# EXERCISES
• A. What common name does the Solanum bulbocastanum excerpt give for the plant?
• B. Resume the Solanum bulbocastanum excerpt from its final sentence.
*** Opening PAGE EXCERPT ***
Solanum bulbocastanum

Scientific classification
- Kingdom: Plantae
- Clade: Embryophytes
- Clade: Tracheophytes
- Clade: Angiosperms
- Clade: Eudicots
- Clade: Asterids
- Order: Solanales
- Family: Solanaceae
- Genus: Solanum
- Species: S. bulbocastanum
- Binomial name: Solanum bulbocastanum Dunal

= Solanum bulbocastanum =

- Genus: Solanum
- Species: bulbocastanum
- Authority: Dunal

Species of flowering plant

Solanum bulbocastanum, the ornamental nightshade, is a plant in the family Solanaceae, native to Mexico and parts of the U.S. Southwest.
*** Closing PAGE EXCERPT ***
*** Opening RECORD EXTRACTS ***
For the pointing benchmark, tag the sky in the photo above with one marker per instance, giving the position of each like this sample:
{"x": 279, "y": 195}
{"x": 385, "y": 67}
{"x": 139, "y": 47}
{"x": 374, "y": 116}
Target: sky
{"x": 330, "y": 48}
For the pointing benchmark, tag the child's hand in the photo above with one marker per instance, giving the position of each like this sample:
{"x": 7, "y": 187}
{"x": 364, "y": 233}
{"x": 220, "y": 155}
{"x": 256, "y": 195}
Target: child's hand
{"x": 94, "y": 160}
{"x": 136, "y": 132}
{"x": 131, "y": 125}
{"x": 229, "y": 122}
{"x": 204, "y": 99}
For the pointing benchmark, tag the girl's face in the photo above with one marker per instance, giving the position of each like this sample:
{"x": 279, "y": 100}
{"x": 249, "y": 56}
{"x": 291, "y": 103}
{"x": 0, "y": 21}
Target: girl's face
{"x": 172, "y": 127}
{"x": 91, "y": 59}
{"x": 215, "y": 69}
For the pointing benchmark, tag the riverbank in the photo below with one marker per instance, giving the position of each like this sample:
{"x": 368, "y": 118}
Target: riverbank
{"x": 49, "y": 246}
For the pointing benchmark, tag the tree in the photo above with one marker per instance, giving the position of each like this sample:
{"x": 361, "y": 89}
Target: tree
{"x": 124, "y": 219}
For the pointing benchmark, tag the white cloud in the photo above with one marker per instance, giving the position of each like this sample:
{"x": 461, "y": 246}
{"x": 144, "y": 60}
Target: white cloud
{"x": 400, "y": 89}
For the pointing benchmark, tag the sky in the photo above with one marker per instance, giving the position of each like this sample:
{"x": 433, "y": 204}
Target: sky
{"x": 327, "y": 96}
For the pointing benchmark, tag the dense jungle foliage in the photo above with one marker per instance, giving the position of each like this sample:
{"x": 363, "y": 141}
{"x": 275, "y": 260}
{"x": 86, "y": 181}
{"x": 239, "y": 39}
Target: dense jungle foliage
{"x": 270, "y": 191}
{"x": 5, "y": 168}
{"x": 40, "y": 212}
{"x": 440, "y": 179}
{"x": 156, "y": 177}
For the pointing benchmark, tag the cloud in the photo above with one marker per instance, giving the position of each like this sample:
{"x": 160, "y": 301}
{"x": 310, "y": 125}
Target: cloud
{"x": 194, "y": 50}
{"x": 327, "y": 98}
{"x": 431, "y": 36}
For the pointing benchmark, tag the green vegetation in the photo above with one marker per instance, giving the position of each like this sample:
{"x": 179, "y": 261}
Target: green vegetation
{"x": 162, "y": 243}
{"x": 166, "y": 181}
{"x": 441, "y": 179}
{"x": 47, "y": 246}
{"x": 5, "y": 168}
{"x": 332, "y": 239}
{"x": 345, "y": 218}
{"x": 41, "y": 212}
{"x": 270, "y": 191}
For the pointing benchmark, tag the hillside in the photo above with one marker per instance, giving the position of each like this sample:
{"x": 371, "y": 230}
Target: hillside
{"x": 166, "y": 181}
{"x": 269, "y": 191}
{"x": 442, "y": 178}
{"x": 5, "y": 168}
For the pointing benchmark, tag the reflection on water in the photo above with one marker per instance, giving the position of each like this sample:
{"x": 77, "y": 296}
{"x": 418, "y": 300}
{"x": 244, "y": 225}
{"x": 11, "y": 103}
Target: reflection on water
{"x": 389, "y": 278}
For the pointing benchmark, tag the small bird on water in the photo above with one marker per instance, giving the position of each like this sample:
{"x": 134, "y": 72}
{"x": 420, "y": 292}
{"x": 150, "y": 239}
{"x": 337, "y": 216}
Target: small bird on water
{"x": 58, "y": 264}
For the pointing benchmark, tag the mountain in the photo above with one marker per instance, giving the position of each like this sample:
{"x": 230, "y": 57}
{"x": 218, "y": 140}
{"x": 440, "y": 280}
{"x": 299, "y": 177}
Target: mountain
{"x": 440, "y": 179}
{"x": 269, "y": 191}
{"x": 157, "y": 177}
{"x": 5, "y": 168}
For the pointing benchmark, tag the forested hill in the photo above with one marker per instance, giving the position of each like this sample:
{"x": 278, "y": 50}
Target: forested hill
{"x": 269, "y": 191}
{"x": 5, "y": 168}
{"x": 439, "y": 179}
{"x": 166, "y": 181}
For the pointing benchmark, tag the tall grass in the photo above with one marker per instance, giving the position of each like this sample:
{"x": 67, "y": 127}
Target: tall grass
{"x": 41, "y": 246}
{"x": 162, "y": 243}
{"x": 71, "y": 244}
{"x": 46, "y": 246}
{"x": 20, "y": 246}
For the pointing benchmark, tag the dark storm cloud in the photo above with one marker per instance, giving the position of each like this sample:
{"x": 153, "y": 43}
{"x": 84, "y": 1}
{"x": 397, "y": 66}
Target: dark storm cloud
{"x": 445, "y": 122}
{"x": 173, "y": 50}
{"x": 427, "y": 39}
*** Closing RECORD EXTRACTS ***
# ANSWERS BY TASK
• A. The ornamental nightshade.

• B.
It is closely related to the potato and, as it has evolved strong resistance to all known varieties of potato blight, has been used to genetically engineer resistance into the cultivated varieties of potatoes around the world. The use of genetic engineering is helpful, as efforts to hybridize by traditional methods have so far been unsuccessful, and the use of somatic hybridization to transfer genes is difficult. A resistance to the Columbia root-knot nematode Meloidogyne chitwoodi has been identified in S. bulbocastanum, which can be transferred to cultivated potato. Furthermore, a 2025 study selected S. bulbocastanum as a leading candidate for de novo domestication as a stress- and disease-resistant potato crop, rather than transferring individual resistance genes into cultivated potato.